▶ TASK DIRECTIONS
Repeat every item below word for word, leaving the pictures out of your answer.

▶ PROVIDED ENTRIES
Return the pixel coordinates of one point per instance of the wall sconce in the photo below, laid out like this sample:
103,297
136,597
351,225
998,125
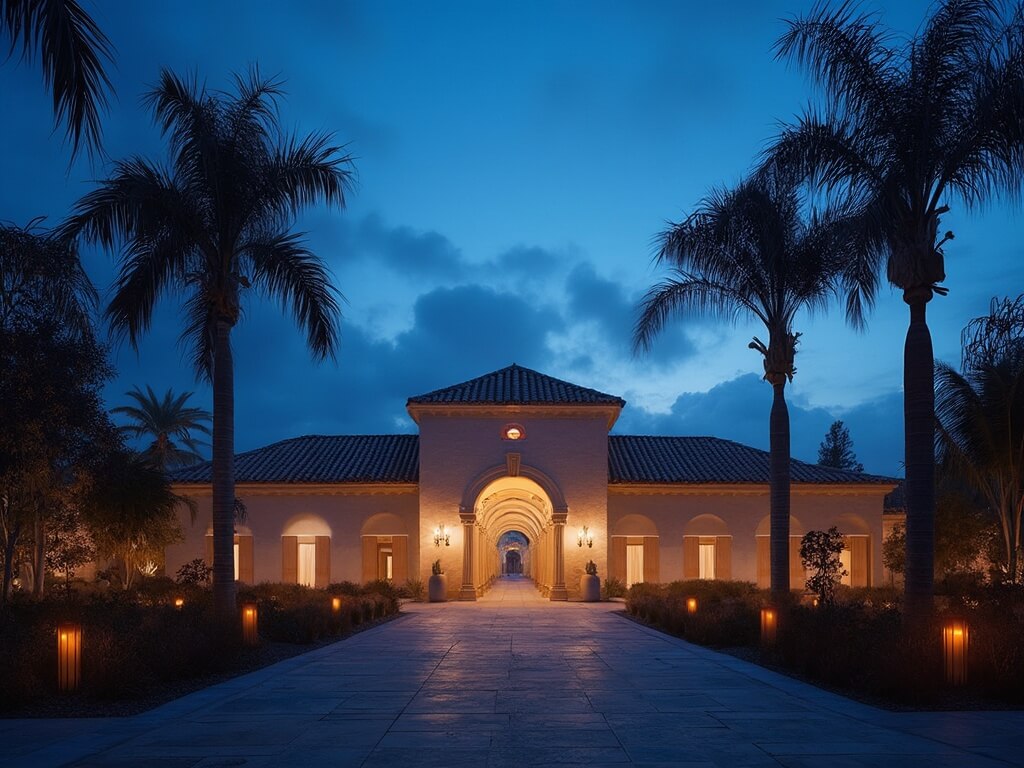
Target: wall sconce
769,625
250,619
69,655
955,637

▶ WORKED ANSWER
Return the pixel coordinates of one point per instance of the wall sconce in the photo below, laid out like this sample:
103,297
136,597
351,225
998,125
Target: wall sconce
769,625
250,619
69,655
955,637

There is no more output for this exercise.